_THINGS TO DO_.
• 1. Transcribe the passage on San Mateo's St. Matthew's Station post office from "In San Mateo, these" to "office should look.".
• 2. Pick up the passage on San Mateo's St. Matthew's Station post office after its final sentence and keep writing.

_READING PASSAGE_.
+++
The St. Matthew's Station of the United States Post Office is one of the most significant historic buildings in downtown San Mateo. It has direct links to San Mateo's early days, before incorporation. Built to serve as the town's main post office, it is a monument to America's efforts to grapple with the Great Depression. For decades, the post office stood as the companion building to St. Matthew's Catholic Church, as the two institutions' buildings anchored the west side of the 200 block of Ellsworth Avenue for forty-seven years.
In 1935, President Franklin D. Roosevelt launched the Work Progress Administration, later called the Work Projects Administration (WPA). Developed as a means of countering the devastating economic and psychological effects of the Great Depression, the WPA put people to work. Under the WPA, Americans constructed ten percent of the country's new roads, hospitals, city halls, court houses, schools, and civic buildings.
In San Mateo, these new buildings included the St. Matthew's Station of the United States Post Office. Although there had been a post office in San Mateo since 1861, the St. Matthew's Station had been built in 1935. Its gable-ceiling interior seems to look just the way the inside of a post office should look.
+++
_DATASET_.
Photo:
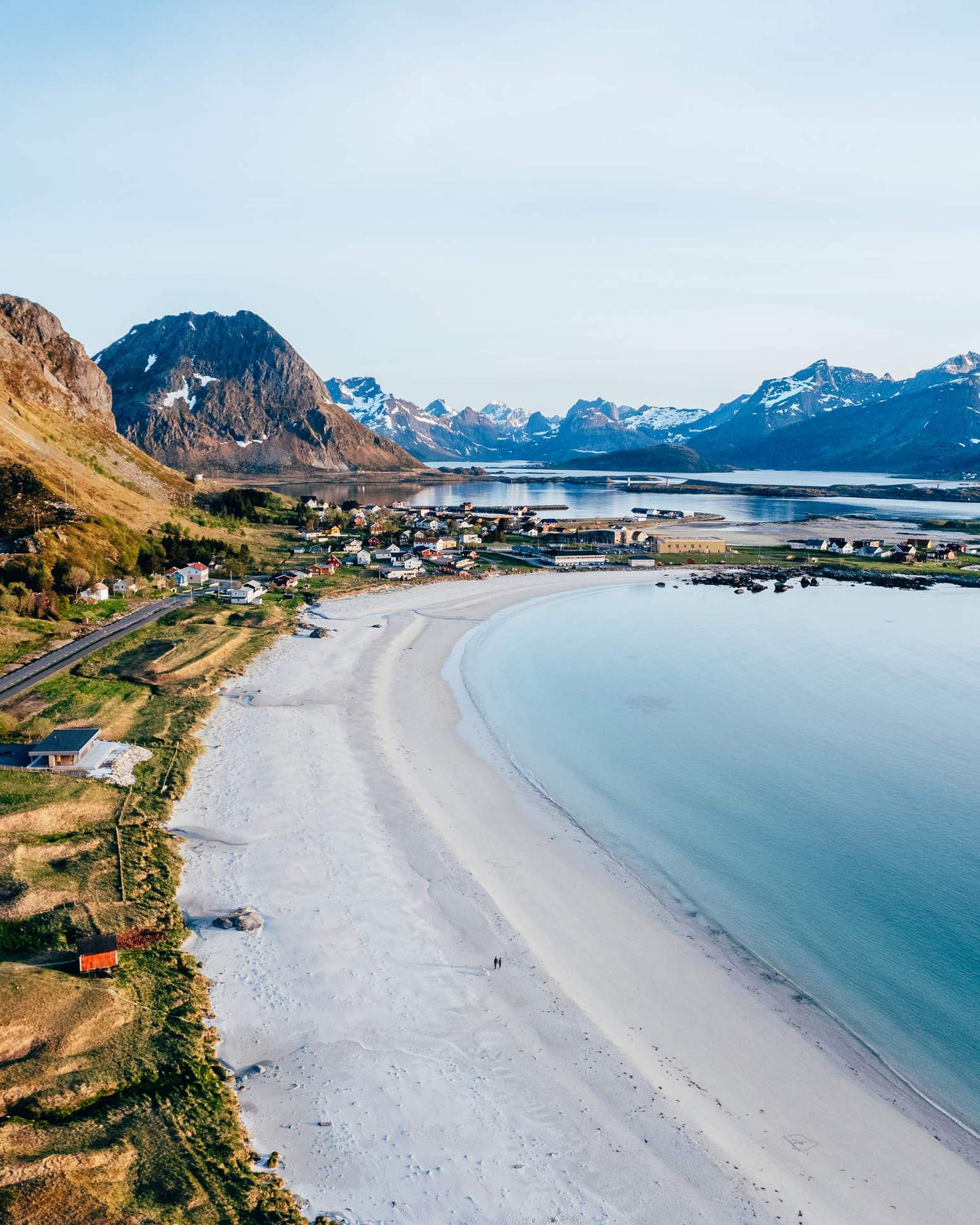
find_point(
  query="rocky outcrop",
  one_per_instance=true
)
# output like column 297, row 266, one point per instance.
column 227, row 394
column 42, row 363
+++
_YOUR WRITTEN ANSWERS_.
• 1.
In San Mateo, these new buildings included the St. Matthew's Station of the United States Post Office. Although there had been a post office in San Mateo since 1861, the St. Matthew's Station had been built in 1935. Its gable-ceiling interior seems to look just the way the inside of a post office should look.

• 2.
There are brass mail boxes in the lobby, and iron bars on the postal agents' windows. The walls are highlighted by three hand painted murals, drawn by the hand of depression-era artist Tom Laman. The murals depict early ranchero life in San Mateo. A wood carving by Zygmund Szaevich, entitled "Indian Maiden", greets customers from above the front entrance.
Its beige and tan, Mission Revival exterior includes the traditional tile roof, heavy wooden doors, arched windows frames, columned doors and transoms, and tile quatrefoil ornamentation. Although it seemed to be constructed to compliment St. Matthew's Catholic Church, postal service spokesperson Linda Martin says the US Post Office used Mission Revival architecture in the construction of many of the post offices at the time.